[Opening EXERCISE TEXT section]

Are you applying for a trademark in the United States? The United States Patent and Trademark Office (hereinafter USPTO) has a disclaimer requirement. According to 15 U.S.C. §1052(e)(1), trademark registration shall be refused if it “[c]onsists of a mark which when used on or in connection with the goods of the applicant is merely descriptive or deceptively misdescriptive of them.” According to 15 U.S.C. §1056, “The Director may require the applicant to disclaim an unregistrable component of a mark otherwise registrable. An applicant may voluntarily disclaim a component of a mark sought to be registered.” To learn more about trademark registration disclaimers, continue reading.
What is a Disclaimer?
The USPTO states, “[a] disclaimer is a statement that you include in your application to indicate that you do not claim exclusive rights to an unregistrable portion of your mark. The entire mark, however, cannot be disclaimed.”
Unregistrable Portions of a Trademark
As mentioned in What Impact Does Disclaiming Material Have on My Trademark?, “In general, portions of a mark that are generic, or that do not function as a mark, must be disclaimed. For example, in the fictional ACME IRON WORKS, INC., the IRON WORKS, INC. portion of the mark will likely need to be disclaimed before registration is granted. These words merely describe an ingredient, quality, characteristic, function, feature, purpose, or use of the applicant’s goods and services. As result, those words are unregisterable.”
Moreover the USPTO sets forth a list of portions of a mark that are not registrable and require a disclaimer. The list includes the following:
- Merely Descriptive Words/Designs: Words/designs that describe your goods and/or services (CREAMY for yogurt; or a realistic picture of a cue stick and eight ball for billiard parlor services).
- Generic Words/Designs: Words/designs that are the common name of your goods and/or services (ASPIRIN for pain relief medication; or a realistic picture of a yo-yo for toys).
- Geographic Words/Designs: Words/designs that describe the origin of your goods or the location where your services are provided (VENICE for glassware from Venice, Italy; or a realistic map of Canada for air charter services originating from Canada).
- Business Type Designations: Designations that merely indicate information about the type or structure of your business, such as “Corporation,” “Inc.,” “Company,” “Ltd.,” “Bros.”
- Informational Words: Words that merely provide information about your goods, services, or business, such as net weight, volume statements, lists of contents, addresses and contact information, and the year the business was established.
- Well-known Symbols: Symbols that provide information about your goods and/or services (such as the biohazard symbol for medical waste containers, the prescription symbol for medical goods, and the dollar symbol for financial services) or convey a social, political, religious, or similar kind of message (the recycling symbol on the front chest-area of a t-shirt indicating the wearer supports recycling or environmental causes).
- Deceptively Misdescriptive Words/Designs: Words/designs that describe your goods and/or services in a way that is both false and believable but will not materially affect a consumer’s decision to purchase the goods and/or services (for example, the mark SAL’S GLASS WAX for a glass cleaner that does not contain wax; that the goods do not contain wax would not necessarily change a consumer’s decision to purchase the cleaner).

[Closing EXERCISE TEXT section]

* WHAT IS BEING ASKED *
In the text on trademark disclaimers, what word is given as a generic name for pain relief medication?

[Opening RECORDS SHOWN section]

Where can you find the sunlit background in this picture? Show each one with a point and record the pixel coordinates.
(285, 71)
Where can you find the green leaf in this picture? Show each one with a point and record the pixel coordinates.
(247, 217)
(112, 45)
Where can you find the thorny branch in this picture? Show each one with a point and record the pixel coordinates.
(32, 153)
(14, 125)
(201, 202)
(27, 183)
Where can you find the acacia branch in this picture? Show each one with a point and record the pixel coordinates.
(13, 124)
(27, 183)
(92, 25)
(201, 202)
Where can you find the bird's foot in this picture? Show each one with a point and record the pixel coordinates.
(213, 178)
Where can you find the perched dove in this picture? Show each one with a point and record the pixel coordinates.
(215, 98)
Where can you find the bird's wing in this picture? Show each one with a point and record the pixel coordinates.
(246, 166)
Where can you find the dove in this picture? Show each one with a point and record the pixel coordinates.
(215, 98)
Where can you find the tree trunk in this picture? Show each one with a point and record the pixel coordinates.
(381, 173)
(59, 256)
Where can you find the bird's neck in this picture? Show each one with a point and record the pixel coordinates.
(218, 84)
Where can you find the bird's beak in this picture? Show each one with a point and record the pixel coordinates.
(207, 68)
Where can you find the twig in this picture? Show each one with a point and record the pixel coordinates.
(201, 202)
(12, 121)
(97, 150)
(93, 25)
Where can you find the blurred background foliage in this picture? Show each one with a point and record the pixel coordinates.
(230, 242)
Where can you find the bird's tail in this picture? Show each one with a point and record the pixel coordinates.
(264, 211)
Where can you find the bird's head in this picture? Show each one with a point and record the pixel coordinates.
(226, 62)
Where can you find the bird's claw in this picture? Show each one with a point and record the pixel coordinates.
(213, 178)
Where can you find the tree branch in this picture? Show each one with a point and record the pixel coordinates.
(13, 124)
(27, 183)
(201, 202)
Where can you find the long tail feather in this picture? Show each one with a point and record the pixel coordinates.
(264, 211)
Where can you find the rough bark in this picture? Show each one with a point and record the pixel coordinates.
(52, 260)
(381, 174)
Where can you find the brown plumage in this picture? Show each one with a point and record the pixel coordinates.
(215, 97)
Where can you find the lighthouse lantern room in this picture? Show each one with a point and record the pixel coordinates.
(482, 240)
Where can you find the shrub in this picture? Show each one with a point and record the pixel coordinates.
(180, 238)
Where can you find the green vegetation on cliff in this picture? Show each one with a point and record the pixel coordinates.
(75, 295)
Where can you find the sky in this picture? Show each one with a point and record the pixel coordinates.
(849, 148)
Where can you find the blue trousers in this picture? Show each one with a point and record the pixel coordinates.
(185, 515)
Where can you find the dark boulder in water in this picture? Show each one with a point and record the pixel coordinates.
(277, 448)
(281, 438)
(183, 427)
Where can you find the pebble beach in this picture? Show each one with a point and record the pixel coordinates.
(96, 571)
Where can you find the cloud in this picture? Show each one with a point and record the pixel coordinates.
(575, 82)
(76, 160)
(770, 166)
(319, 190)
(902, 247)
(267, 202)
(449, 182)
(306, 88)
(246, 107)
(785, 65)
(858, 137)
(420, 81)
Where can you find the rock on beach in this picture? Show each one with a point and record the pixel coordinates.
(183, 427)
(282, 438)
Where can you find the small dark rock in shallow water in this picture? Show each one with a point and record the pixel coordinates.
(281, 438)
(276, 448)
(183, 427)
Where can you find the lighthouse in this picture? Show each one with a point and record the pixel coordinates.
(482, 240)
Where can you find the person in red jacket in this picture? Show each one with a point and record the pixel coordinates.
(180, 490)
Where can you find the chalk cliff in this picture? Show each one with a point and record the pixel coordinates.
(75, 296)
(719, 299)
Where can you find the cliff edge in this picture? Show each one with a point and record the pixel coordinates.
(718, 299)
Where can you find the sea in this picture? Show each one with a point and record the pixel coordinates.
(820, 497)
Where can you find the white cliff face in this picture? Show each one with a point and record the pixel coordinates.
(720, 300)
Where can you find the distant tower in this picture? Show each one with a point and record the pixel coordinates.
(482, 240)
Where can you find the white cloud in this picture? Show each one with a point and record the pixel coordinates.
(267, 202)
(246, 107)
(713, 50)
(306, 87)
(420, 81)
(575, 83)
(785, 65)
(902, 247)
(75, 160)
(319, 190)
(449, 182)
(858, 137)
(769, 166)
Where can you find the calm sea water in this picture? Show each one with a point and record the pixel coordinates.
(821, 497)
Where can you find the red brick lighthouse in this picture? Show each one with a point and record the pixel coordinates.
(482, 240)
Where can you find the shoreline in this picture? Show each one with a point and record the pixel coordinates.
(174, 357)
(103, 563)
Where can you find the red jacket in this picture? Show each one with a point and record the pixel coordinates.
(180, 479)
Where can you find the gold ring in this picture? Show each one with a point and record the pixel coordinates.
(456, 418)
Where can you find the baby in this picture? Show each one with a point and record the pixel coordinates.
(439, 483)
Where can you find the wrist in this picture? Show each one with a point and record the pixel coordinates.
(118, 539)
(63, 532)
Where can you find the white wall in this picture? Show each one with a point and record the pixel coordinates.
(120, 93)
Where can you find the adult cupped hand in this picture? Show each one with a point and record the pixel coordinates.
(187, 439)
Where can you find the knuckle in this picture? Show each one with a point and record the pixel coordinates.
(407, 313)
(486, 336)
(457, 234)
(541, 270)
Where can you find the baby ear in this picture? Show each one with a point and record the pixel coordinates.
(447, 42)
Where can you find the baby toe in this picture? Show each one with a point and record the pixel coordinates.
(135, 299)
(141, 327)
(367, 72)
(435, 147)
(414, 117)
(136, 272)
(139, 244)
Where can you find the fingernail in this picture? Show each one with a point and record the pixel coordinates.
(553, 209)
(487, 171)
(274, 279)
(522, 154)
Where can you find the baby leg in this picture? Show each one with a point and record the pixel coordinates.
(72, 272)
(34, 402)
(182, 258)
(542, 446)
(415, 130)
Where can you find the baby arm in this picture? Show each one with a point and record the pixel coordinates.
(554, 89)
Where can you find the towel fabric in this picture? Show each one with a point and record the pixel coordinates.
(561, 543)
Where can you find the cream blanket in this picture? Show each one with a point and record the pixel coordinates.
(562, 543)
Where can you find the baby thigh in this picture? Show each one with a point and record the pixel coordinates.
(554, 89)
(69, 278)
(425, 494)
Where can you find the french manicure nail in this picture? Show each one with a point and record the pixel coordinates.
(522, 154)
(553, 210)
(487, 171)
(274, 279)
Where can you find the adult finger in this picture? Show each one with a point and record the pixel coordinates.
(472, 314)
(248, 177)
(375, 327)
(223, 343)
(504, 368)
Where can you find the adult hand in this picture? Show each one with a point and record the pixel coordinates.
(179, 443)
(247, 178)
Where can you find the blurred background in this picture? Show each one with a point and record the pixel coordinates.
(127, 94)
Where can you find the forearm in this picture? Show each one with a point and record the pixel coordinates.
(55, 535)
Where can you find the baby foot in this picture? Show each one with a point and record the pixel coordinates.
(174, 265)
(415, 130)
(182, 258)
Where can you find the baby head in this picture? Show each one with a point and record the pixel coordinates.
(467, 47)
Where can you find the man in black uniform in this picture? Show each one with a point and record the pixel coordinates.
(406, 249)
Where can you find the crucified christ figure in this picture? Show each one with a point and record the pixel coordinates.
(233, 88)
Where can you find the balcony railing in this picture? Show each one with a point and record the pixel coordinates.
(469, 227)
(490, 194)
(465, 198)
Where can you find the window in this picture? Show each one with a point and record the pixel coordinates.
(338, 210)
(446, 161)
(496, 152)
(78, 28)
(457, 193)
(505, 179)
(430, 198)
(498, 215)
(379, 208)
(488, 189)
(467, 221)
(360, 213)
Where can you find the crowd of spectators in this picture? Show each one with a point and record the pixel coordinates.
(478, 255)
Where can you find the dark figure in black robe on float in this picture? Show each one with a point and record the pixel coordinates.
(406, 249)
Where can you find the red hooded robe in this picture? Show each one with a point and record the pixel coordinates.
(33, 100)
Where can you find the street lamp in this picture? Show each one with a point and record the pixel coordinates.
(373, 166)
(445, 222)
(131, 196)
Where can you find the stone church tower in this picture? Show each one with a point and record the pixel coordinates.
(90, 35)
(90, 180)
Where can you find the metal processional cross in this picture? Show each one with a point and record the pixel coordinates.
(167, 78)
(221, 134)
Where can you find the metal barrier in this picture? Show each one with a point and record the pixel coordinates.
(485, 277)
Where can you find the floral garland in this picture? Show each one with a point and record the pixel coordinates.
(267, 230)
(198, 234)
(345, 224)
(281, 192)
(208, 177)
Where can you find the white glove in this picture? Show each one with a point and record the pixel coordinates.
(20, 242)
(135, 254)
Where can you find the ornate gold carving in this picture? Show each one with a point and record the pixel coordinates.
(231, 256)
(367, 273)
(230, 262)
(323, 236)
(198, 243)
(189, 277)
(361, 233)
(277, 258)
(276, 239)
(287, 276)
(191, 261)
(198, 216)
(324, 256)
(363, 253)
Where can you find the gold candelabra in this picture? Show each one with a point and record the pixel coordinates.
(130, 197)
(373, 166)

[Closing RECORDS SHOWN section]

* SOLUTION TO THE PROBLEM *
ASPIRIN